== Items
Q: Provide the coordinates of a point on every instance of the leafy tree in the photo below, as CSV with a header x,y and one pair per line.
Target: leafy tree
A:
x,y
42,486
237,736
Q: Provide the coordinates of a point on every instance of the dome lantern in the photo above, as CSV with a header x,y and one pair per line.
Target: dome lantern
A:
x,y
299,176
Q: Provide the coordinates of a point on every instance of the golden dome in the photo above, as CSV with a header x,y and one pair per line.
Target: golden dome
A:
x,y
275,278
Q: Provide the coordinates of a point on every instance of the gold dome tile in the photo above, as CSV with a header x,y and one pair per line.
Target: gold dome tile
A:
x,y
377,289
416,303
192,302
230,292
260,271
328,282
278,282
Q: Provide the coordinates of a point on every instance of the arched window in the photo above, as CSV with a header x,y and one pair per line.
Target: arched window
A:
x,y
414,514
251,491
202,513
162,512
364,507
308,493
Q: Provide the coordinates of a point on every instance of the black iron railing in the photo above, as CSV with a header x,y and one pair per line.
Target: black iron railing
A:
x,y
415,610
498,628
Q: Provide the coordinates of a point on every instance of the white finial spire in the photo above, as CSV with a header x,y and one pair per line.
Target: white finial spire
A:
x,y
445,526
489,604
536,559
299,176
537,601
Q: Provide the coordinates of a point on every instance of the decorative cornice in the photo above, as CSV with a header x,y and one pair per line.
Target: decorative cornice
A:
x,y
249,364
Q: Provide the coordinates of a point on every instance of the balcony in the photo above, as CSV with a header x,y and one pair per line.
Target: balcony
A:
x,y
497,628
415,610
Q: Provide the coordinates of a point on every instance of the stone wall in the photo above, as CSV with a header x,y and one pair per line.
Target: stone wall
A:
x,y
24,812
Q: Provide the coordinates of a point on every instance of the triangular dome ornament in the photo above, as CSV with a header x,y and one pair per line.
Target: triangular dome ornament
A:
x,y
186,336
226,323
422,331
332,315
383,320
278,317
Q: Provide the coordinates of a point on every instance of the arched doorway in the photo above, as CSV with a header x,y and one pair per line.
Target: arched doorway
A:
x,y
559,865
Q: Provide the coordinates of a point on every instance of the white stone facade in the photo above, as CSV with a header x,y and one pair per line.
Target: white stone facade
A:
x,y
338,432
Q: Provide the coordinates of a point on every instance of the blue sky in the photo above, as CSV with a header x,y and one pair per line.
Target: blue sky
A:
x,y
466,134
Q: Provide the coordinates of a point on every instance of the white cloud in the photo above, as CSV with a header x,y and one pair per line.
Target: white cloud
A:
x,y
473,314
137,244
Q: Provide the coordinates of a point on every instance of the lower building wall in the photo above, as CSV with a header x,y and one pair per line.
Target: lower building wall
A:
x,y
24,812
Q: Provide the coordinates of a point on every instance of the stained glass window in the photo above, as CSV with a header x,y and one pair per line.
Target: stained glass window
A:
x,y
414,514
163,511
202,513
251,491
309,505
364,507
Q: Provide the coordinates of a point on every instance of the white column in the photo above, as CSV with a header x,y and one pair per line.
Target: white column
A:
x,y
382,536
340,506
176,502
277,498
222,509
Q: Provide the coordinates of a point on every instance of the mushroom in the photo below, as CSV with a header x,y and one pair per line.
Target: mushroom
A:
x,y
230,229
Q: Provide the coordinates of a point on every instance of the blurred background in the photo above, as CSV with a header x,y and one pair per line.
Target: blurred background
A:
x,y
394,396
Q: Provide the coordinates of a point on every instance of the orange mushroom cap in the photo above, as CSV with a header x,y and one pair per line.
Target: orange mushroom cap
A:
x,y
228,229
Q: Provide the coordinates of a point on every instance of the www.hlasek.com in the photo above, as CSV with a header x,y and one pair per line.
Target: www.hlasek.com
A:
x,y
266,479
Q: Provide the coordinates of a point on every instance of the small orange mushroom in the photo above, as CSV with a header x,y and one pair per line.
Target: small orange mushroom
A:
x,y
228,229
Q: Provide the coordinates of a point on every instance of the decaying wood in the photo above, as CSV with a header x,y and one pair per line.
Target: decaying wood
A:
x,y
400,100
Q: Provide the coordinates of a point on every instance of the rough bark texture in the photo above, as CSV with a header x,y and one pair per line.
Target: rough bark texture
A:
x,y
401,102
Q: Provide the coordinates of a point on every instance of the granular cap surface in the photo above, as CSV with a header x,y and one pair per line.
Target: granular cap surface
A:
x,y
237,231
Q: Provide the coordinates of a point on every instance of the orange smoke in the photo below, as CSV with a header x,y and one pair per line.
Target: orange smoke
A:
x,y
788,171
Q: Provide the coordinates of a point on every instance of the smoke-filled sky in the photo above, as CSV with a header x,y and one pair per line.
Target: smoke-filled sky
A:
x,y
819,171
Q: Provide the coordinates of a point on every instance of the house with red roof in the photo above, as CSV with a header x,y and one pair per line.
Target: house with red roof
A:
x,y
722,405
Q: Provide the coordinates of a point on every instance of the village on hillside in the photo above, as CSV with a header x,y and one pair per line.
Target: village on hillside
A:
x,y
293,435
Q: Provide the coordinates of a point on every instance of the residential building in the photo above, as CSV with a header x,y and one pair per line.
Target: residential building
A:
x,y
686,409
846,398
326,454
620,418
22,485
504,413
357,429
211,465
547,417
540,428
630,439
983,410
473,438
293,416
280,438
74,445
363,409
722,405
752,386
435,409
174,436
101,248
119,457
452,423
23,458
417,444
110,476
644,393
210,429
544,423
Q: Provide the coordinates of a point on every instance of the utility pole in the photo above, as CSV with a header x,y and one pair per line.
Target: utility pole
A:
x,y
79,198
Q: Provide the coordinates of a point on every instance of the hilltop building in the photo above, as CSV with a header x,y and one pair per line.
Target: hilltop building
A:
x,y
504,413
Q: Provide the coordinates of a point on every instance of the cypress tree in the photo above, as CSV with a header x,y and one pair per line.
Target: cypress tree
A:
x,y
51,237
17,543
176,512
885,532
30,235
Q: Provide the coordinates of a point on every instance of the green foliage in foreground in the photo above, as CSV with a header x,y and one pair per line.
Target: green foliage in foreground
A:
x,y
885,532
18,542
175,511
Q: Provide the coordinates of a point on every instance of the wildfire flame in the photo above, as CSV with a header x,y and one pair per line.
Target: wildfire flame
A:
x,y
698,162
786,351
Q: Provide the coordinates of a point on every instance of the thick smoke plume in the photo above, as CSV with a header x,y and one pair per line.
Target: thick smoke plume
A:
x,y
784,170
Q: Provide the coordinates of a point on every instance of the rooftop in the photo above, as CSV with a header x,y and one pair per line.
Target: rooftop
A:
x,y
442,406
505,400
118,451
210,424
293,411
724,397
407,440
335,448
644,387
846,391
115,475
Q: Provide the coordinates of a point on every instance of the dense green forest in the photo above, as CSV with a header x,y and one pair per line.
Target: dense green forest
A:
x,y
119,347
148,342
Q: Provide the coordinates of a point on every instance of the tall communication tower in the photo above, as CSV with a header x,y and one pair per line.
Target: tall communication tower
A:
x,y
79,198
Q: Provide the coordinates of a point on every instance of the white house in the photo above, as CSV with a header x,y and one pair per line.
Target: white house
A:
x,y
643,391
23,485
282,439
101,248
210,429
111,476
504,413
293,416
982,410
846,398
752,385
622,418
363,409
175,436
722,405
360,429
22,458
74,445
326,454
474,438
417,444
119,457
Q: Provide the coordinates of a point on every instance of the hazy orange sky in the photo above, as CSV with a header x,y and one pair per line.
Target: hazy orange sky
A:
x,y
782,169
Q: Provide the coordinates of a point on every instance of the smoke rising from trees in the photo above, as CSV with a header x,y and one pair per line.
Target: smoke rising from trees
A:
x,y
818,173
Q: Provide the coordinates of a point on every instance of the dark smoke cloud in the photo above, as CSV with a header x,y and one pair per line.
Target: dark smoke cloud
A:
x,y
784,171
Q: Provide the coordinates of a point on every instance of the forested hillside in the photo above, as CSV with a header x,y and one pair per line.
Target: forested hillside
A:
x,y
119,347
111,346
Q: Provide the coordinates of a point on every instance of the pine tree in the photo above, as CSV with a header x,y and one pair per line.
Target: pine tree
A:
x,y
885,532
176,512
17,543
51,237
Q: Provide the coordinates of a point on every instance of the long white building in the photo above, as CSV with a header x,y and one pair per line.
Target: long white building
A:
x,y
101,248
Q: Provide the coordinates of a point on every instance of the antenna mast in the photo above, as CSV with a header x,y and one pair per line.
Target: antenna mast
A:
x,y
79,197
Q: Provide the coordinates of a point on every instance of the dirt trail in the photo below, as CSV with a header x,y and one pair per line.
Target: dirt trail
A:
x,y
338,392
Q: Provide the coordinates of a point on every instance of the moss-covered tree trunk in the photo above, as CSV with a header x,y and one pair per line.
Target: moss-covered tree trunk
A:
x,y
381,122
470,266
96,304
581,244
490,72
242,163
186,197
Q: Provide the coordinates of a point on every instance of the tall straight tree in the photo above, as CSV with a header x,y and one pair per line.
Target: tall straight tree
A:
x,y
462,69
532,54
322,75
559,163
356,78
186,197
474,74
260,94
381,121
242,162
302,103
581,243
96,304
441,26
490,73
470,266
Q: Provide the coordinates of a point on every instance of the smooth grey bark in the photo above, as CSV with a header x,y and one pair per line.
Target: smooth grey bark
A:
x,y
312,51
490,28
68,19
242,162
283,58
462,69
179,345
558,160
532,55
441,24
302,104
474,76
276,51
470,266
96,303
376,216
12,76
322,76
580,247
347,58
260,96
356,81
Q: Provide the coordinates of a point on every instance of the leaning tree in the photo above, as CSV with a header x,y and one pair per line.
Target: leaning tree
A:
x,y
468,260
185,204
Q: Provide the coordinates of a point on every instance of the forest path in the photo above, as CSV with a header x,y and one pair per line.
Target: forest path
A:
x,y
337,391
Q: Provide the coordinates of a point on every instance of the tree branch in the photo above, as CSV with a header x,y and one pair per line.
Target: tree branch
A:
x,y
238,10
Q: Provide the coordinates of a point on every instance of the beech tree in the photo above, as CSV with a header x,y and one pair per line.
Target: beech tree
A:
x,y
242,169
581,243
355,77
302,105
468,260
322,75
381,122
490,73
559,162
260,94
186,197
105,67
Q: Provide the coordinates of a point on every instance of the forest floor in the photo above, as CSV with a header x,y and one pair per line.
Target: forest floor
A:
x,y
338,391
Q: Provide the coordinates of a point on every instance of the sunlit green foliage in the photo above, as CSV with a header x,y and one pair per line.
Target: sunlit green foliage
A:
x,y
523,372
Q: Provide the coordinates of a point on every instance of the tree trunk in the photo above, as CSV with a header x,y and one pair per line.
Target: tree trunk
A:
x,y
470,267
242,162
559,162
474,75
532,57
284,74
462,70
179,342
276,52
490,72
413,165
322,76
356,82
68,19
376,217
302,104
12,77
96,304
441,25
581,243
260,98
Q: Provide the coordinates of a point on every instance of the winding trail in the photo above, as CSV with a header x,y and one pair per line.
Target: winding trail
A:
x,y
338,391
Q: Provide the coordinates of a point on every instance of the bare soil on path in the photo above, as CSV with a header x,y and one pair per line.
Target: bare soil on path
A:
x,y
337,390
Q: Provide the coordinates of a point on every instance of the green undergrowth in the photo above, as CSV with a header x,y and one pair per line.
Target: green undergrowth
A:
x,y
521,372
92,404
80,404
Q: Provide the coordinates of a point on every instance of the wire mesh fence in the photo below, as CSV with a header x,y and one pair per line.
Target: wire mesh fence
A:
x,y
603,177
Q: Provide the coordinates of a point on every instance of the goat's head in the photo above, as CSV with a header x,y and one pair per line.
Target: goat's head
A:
====
Task directions — Retype the listing from the line with "the green undergrowth" through the last line of the listing, copying each line exactly as it appears.

Correct answer —
Q: Provide the coordinates of a point on every instance of the green undergrowth in the photo above, as CSV with a header x,y and one pair per line.
Target: green undergrowth
A:
x,y
521,372
92,404
80,404
Q: Provide the coordinates of a point on every instance of the wire mesh fence in the photo below, as CSV with a header x,y and one pair per line.
Target: wire mesh fence
A:
x,y
603,177
Q: Provide the coordinates of a point on every instance of the goat's head in the photo above, as CSV with a header x,y and one pair per line.
Target: goat's head
A:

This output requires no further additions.